■ **ABOUT THIS EXERCISE**: Output each entry in full so that the result matches the data exactly.

■ **DATA UNDER STUDY**:
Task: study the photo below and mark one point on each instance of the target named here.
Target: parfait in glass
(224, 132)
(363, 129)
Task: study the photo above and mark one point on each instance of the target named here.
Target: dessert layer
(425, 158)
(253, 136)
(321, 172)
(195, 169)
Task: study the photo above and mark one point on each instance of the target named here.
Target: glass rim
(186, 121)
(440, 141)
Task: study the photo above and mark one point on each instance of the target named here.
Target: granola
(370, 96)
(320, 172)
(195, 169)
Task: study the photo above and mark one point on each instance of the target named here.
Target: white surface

■ **RESPONSE TO THIS TASK**:
Task: study the photo below and mark one point on each instance of the target named here.
Target: parfait in glass
(224, 132)
(363, 129)
Task: study the photo above and mark one point on each instance of the target named here.
Target: dessert layer
(425, 158)
(253, 136)
(321, 172)
(195, 169)
Task: study the photo above and mark one point on each instance of the target named here.
Target: glass rim
(186, 121)
(440, 141)
Task: study the photo above and mark one point on each instance of the target named here.
Target: granola
(370, 96)
(320, 172)
(195, 169)
Task: study the photo above and mark one point on each instance of the target named here.
Target: white surface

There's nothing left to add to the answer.